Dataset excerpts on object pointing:
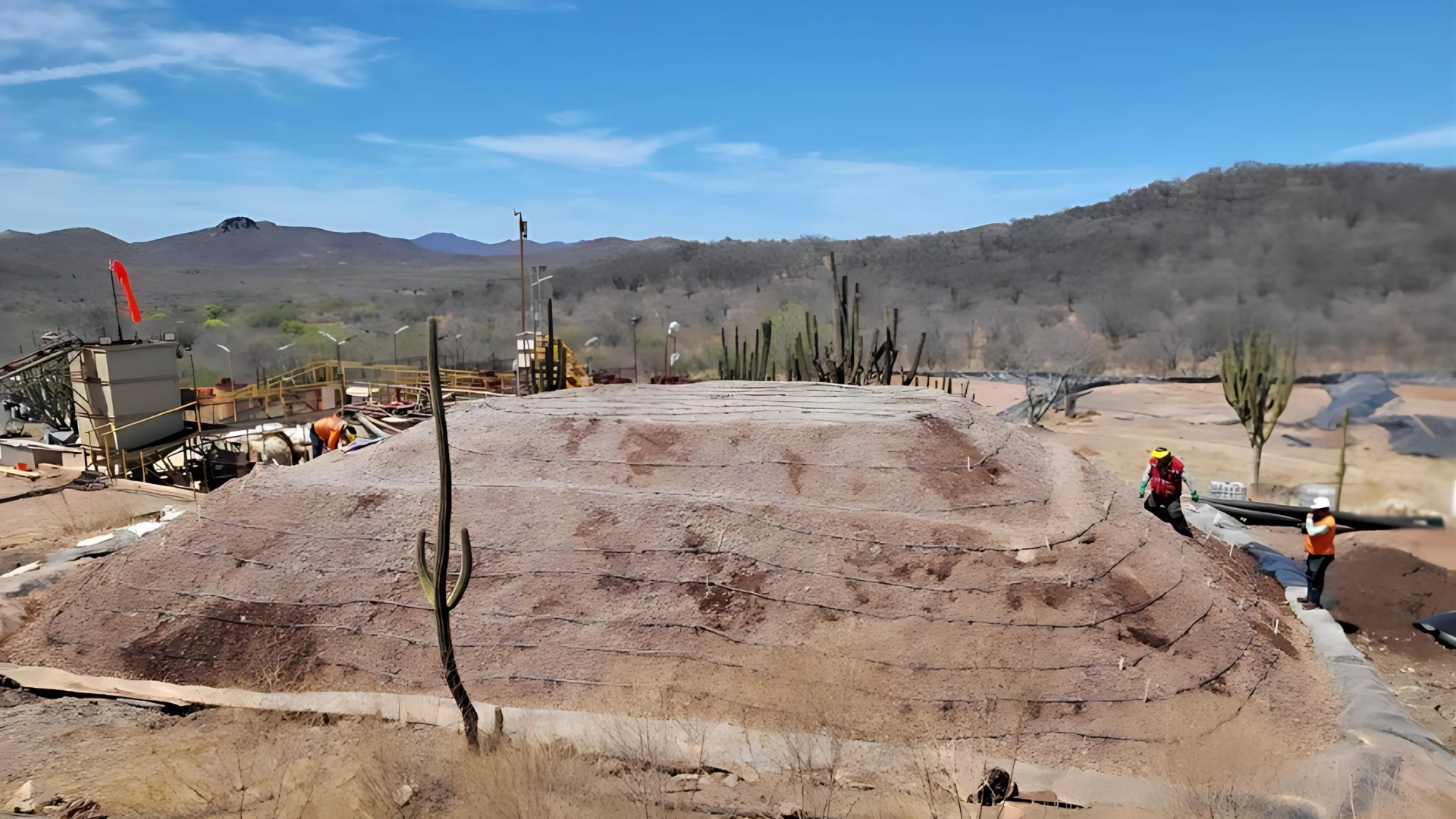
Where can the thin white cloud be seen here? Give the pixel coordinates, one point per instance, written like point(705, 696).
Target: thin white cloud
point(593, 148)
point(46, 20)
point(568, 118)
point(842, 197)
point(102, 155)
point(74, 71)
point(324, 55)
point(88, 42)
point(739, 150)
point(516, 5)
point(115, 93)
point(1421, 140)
==
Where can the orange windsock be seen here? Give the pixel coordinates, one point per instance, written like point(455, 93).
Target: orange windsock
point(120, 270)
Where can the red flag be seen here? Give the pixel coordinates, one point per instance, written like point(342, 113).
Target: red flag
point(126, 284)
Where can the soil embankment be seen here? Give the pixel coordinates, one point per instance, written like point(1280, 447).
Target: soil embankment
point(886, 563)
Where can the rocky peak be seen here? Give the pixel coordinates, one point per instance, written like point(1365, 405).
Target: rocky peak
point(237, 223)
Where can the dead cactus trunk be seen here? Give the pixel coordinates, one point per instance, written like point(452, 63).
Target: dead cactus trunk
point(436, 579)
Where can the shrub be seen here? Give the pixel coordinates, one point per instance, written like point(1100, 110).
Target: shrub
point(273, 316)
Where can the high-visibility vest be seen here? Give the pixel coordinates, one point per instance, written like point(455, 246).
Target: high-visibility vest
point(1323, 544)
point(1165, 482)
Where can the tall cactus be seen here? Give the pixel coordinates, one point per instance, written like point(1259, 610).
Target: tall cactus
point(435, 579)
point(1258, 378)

__Task goal__
Can you write out everything from "Where can the tall" down to "point(1258, 378)" again, swapping "tall cactus" for "columnar cactus" and leaving all else unchanged?

__Expected output__
Where can the columnar cactus be seen here? Give the pixel coordinates, one point per instance, written like point(1259, 610).
Target: columnar cactus
point(435, 579)
point(1258, 378)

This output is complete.